>> start RECORDS FOR THE TASK
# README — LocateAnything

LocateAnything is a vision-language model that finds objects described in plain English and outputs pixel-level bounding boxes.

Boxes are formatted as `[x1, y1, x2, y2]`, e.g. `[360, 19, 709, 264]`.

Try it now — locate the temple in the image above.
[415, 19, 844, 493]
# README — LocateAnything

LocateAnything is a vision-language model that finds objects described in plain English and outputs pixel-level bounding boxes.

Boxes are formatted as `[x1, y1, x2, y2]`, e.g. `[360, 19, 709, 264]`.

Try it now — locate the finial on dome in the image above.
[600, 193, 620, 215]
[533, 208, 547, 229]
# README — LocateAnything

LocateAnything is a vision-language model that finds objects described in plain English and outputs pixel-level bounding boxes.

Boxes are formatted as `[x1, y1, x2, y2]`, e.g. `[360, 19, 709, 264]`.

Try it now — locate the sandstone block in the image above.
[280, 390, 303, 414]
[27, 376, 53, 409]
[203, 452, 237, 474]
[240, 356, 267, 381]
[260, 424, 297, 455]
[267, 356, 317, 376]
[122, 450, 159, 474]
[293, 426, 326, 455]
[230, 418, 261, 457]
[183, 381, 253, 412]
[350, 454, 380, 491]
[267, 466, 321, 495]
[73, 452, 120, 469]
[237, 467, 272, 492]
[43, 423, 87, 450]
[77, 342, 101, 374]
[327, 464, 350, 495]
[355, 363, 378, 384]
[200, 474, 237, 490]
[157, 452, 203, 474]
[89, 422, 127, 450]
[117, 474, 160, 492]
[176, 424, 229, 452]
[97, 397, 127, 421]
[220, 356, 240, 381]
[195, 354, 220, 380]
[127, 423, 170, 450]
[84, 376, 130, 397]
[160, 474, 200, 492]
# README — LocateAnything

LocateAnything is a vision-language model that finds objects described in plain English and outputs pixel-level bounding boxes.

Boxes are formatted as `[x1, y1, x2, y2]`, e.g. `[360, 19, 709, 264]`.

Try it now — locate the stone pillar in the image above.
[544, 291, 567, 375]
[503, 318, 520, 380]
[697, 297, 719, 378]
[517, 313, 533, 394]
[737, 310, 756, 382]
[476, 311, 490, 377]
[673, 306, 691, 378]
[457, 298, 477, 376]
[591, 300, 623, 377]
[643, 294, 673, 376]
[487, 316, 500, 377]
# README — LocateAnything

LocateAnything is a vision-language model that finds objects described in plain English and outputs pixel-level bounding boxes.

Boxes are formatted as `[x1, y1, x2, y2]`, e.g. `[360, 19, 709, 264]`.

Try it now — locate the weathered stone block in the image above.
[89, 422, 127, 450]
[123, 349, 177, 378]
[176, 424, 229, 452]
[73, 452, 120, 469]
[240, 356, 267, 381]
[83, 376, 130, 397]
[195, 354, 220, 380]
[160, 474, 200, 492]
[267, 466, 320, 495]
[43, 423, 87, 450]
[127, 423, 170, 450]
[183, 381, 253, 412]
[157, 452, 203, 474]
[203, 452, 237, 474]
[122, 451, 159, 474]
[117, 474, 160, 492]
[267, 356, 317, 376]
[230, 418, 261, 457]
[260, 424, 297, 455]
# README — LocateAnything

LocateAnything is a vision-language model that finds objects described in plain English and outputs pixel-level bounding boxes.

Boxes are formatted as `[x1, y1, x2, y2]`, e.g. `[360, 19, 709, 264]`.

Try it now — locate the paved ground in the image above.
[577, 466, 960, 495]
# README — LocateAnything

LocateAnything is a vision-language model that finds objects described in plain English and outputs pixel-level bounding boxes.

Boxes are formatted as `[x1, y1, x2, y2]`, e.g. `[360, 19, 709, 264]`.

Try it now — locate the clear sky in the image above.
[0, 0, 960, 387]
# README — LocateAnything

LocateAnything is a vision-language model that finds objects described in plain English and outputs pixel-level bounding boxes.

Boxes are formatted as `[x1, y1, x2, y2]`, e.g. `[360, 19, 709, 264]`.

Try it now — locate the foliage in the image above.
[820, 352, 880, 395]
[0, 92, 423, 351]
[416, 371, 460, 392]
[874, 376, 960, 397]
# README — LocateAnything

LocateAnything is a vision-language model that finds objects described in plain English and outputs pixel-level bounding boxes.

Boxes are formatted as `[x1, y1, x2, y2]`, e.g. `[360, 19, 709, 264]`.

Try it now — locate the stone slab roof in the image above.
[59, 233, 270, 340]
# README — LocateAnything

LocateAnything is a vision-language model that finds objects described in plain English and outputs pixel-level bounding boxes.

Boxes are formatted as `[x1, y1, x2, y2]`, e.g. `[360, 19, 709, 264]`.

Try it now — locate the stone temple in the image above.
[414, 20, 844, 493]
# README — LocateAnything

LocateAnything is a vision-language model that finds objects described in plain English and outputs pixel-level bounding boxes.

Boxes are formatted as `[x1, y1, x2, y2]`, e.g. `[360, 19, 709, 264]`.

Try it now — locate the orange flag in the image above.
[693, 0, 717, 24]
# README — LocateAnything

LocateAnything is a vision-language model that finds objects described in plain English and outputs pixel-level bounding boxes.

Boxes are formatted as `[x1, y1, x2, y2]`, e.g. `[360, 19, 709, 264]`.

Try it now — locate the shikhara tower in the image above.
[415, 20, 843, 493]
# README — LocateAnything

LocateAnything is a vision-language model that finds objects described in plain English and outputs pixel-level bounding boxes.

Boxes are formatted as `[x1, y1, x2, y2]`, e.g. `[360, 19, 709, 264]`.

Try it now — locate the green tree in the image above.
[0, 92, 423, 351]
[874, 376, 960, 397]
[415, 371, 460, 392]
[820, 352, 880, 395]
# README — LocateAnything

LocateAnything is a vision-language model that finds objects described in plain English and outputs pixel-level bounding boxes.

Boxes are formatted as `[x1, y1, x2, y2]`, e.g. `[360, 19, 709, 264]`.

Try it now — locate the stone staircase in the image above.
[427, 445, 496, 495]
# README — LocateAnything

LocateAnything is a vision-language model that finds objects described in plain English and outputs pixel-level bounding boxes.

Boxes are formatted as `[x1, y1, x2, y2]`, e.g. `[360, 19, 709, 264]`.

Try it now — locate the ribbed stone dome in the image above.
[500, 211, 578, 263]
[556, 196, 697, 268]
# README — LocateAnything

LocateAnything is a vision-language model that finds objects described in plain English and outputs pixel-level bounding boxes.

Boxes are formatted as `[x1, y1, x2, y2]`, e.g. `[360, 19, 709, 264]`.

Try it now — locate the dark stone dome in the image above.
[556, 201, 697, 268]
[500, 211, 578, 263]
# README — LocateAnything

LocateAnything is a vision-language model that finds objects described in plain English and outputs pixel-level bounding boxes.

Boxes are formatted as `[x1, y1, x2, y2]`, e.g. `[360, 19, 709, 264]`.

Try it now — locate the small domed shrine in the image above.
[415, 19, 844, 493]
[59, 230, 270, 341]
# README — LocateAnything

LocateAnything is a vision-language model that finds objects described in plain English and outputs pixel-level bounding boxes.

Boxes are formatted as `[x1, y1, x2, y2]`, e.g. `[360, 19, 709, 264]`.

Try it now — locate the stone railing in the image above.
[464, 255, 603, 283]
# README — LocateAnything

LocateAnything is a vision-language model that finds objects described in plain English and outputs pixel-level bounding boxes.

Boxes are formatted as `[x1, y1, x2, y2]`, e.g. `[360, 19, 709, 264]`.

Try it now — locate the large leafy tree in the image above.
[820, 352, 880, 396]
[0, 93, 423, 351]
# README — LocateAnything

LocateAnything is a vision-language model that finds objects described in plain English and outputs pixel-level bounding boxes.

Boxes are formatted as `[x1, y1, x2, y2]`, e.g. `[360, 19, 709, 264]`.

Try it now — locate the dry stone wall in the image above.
>> end RECORDS FOR THE TASK
- _EXERCISE DESCRIPTION_
How many lines of the material above contain the string "tree"? Reply with the number alone.

- _ANSWER TO THIS EXERCISE_
2